• [SELECTION]
Kilinochchi - Malathy is around five feet tall, joined Sri Lanka's Tamil Tiger rebels a decade ago and says the deaths of her comrades have only strengthened her. She is ready to fight again.

Dressed in the distinctive tiger-striped battledress of a movement that fought for two decades for independence until a 2002 truce, the 28-year-old said she and her fellow cadres had hoped the Norwegian-brokered ceasefire would deliver a lasting peace, but it had not.

"We were under the impression that peace could be obtained and the freedom of the Tamil people gained through the peace process," she said, speaking through a translator in the northern town of Kilinochchi, the rebel headquarters.

The town straddles the main arterial road to the south and is bustling with shops, eateries and the apparatus of the Tigers' de facto state - law courts, police headquarters and their own bank.

"We find that has not happened," Malathy said of the hopes raised by the truce. "It is proven that method has not worked. If our leader changes his mind and gives us fresh orders, we are ready."

In November, shadowy rebel leader Velupillai Prabhakaran warned that unless the government - which has already ruled out a separate homeland for minority Tamils - gives them wide autonomy, the Tigers would "intensify their struggle" in 2006.

Since then, the rebels have been blamed for a string of lethal attacks on troops in government-held Tamil areas around rebel territory. The Tigers deny responsibility, which few in Colombo believe, and accuse the army of commiting atrocities against civilians that could spark a new war.

Already, 64 000 people have been killed in the fighting.

'They look like they want to kill everyone, drunk with a murderous fury'
Late on Wednesday, the rebels provided three militants for Reuters to interview in the garden of their media centre: Malathy and 32-year-old Jyanthi - both female combat veterans - as well as 24-year-old Nesan, who said he had never fought before.

The three said they had all undergone a full year's basic training before they were assigned to frontline units, and were trained to use a range of weaponry from different types of AK47 assault rifles to rocket propelled grenades and mortars.

"Even my first battle was easy," said Jyanthi, who first saw action in a successful 1996 attack to capture an army camp by the northeast coast. "We were well prepared, well trained and sure we would accomplish victory. After that, they became even easier. It was both satisfying and enjoyable."

In the past, the rebels have used female soldiers as both conventional infantry and as suicide bombers, and have warned they will use all their available resources if the war resumes.

The two women said female Tigers - who the rebels say make up 35 percent of an army analysts estimate at 18 000 to 20 000 strong - fought in separate units to men and were capable of anything their male colleagues could do.

• [TASK LIST]
1. According to the rebels, what share of their army is made up of female Tigers, as reported in the article?
2. Please repeat the article from "The three said" up to and including "grenades and mortars.", swapping "frontline units" for "reserve units".
3. Name every individual person mentioned by name in the article.

Items from a labeling collection

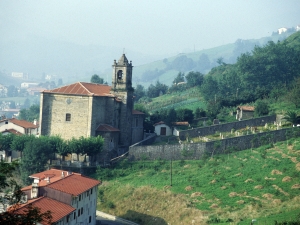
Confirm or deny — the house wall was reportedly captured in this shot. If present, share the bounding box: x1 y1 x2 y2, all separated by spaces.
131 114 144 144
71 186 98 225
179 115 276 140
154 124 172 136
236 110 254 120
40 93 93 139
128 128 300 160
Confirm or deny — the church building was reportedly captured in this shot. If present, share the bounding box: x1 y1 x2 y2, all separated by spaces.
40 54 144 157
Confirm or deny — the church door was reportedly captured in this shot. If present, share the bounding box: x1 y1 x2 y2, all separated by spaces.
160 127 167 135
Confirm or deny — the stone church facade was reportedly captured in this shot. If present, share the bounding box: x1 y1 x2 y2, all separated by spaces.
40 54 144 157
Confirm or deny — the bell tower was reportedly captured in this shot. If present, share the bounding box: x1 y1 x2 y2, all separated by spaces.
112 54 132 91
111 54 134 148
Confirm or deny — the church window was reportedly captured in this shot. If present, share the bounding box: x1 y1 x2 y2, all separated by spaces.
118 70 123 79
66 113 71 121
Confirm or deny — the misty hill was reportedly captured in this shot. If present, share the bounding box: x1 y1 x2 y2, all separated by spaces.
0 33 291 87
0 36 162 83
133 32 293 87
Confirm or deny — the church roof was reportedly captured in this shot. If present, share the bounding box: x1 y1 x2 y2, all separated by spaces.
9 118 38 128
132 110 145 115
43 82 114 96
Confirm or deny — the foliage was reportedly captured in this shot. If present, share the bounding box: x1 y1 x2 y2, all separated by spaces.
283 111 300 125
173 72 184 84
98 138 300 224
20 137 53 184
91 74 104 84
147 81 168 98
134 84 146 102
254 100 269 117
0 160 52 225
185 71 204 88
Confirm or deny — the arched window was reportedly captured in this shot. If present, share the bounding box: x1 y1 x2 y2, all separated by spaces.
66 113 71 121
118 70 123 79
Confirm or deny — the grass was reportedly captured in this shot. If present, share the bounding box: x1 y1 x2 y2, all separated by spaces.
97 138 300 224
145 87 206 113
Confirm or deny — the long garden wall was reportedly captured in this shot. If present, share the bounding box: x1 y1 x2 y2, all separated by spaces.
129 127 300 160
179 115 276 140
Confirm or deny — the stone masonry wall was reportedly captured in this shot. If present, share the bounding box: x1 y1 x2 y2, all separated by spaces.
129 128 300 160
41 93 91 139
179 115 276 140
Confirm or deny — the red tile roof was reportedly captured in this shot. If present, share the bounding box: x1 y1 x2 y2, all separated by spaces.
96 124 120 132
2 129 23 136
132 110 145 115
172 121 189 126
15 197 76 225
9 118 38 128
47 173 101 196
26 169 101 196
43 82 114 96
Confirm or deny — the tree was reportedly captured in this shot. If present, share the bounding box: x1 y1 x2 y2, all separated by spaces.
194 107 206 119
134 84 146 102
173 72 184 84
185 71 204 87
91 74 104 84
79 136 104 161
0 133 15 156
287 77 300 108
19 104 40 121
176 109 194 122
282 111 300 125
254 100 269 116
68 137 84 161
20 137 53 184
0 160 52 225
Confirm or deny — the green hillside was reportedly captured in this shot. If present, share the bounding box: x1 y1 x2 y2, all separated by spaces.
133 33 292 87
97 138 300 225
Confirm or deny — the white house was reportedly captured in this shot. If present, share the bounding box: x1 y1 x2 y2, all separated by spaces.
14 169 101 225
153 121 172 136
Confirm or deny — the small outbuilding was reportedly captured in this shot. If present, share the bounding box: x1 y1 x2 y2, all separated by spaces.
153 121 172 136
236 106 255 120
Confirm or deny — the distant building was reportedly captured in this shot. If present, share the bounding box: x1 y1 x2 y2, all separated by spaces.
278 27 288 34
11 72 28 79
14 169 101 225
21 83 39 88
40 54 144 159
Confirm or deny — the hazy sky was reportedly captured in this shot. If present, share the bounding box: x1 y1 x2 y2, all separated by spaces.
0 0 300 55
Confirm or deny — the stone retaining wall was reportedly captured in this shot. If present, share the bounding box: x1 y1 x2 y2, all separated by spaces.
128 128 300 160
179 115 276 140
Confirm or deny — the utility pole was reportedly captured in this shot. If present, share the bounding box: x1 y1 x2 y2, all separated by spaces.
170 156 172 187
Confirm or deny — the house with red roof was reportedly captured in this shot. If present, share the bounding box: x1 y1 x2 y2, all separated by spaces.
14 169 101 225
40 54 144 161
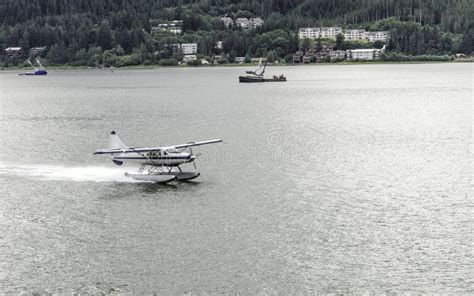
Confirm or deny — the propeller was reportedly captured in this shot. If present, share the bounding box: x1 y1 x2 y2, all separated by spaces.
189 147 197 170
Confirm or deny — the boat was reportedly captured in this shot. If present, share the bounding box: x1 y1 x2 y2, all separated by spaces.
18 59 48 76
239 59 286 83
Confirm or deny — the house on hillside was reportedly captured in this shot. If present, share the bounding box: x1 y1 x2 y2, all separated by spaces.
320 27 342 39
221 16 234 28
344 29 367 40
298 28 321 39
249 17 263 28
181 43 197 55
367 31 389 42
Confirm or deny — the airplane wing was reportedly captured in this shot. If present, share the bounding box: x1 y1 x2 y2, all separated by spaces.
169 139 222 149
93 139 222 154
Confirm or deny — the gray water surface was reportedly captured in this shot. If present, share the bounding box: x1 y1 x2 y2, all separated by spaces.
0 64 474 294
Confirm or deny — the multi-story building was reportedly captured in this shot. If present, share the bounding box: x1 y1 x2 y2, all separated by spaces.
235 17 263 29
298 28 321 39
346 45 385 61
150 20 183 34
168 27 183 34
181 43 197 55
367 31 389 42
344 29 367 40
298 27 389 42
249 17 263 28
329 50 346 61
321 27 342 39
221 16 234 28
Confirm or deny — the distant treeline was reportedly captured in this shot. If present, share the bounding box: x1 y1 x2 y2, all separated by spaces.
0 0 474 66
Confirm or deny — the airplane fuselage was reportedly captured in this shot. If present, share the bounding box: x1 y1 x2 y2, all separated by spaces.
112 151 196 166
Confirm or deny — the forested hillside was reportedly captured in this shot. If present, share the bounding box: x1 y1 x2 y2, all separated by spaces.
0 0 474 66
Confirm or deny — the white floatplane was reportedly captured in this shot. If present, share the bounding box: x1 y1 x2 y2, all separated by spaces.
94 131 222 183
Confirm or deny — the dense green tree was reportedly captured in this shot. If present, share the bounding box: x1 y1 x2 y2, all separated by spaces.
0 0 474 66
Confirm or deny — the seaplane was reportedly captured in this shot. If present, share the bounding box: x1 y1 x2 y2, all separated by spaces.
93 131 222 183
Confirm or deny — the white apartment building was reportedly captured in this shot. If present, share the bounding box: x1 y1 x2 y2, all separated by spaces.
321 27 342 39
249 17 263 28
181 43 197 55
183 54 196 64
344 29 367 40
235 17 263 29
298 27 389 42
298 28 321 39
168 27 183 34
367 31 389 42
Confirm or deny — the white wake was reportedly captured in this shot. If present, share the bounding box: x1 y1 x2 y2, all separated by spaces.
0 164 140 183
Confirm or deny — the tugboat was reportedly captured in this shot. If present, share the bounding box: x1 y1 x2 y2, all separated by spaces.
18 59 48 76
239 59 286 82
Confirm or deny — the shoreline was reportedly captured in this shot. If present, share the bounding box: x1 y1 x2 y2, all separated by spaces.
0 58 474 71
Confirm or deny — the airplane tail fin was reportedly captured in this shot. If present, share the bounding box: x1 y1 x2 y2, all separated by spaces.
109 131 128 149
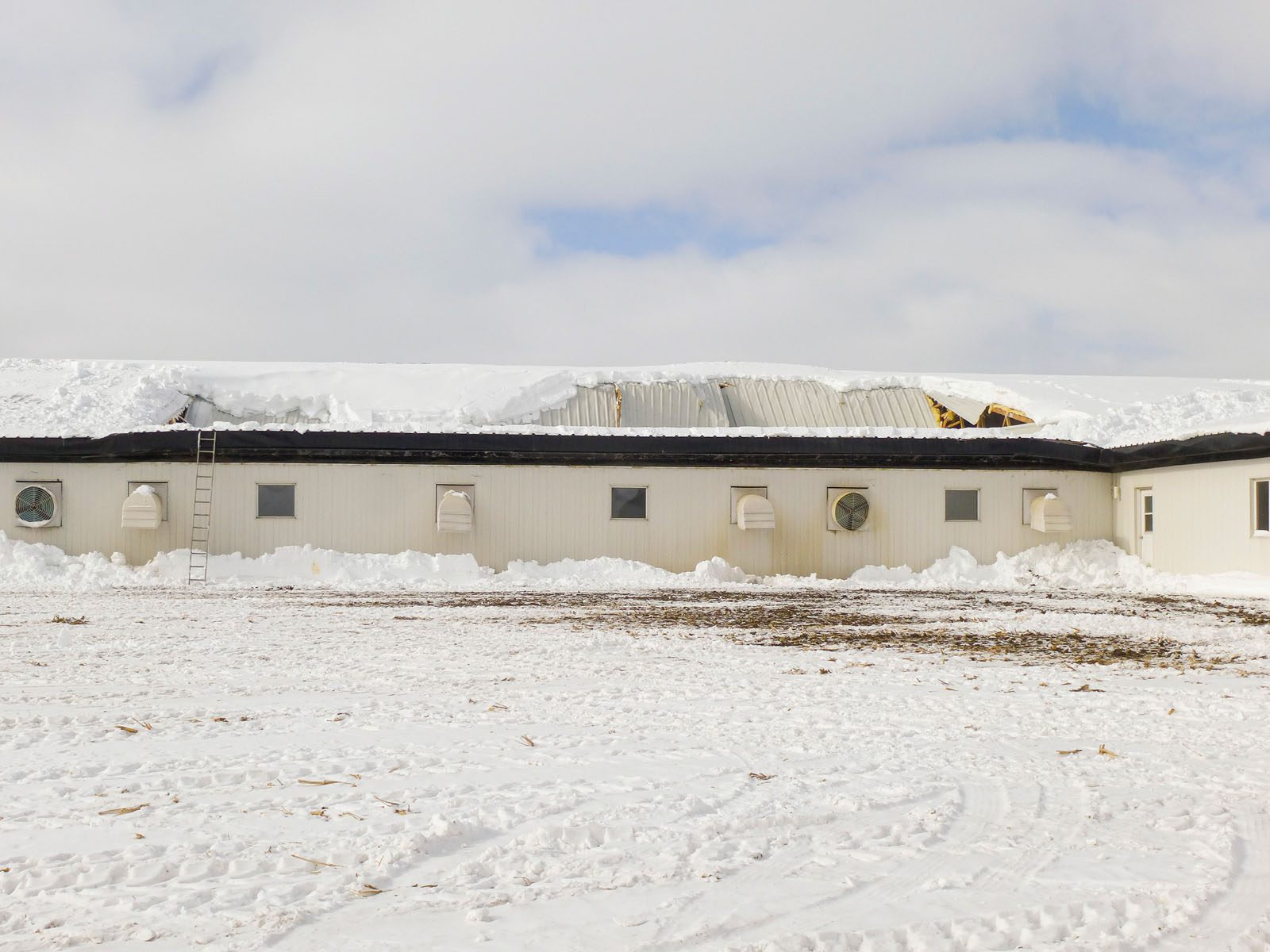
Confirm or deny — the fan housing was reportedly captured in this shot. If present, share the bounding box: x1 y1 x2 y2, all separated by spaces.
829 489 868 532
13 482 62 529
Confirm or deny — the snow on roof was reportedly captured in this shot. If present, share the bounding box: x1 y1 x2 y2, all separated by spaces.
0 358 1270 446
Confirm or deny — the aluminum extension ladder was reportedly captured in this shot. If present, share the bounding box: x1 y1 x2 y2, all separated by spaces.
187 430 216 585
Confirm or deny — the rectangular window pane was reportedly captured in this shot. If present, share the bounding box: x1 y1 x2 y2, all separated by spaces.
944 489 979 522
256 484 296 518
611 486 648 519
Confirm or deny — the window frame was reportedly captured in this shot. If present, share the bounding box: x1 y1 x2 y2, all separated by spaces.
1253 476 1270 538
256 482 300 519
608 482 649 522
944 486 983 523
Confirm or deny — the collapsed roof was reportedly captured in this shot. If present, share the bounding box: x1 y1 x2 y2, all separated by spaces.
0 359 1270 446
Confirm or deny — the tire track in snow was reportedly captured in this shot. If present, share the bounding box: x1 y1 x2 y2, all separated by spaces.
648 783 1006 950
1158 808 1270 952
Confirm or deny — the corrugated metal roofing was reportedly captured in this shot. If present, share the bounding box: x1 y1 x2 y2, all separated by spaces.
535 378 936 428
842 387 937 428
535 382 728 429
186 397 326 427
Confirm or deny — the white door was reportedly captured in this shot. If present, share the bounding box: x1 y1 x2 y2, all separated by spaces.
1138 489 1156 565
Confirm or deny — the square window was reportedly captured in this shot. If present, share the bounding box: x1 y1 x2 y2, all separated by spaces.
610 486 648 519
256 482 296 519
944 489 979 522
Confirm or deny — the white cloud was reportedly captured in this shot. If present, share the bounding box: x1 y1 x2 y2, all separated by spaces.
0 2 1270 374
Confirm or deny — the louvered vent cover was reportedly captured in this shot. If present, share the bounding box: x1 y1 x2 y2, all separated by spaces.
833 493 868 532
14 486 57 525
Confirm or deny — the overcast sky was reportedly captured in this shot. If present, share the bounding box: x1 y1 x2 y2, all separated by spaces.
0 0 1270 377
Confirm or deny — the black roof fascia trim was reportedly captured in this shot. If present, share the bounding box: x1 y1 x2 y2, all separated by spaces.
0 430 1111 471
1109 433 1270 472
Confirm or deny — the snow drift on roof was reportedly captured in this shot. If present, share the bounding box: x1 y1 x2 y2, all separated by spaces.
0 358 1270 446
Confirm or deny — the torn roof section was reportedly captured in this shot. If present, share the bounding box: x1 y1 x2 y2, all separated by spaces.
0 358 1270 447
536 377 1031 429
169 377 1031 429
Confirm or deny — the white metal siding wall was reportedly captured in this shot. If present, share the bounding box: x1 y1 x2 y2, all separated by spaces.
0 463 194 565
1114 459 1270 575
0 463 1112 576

• [ANSWER LIST]
1. 35 percent

2.
The three said they had all undergone a full year's basic training before they were assigned to reserve units, and were trained to use a range of weaponry from different types of AK47 assault rifles to rocket propelled grenades and mortars.

3. Malathy, Velupillai Prabhakaran, Jyanthi, Nesan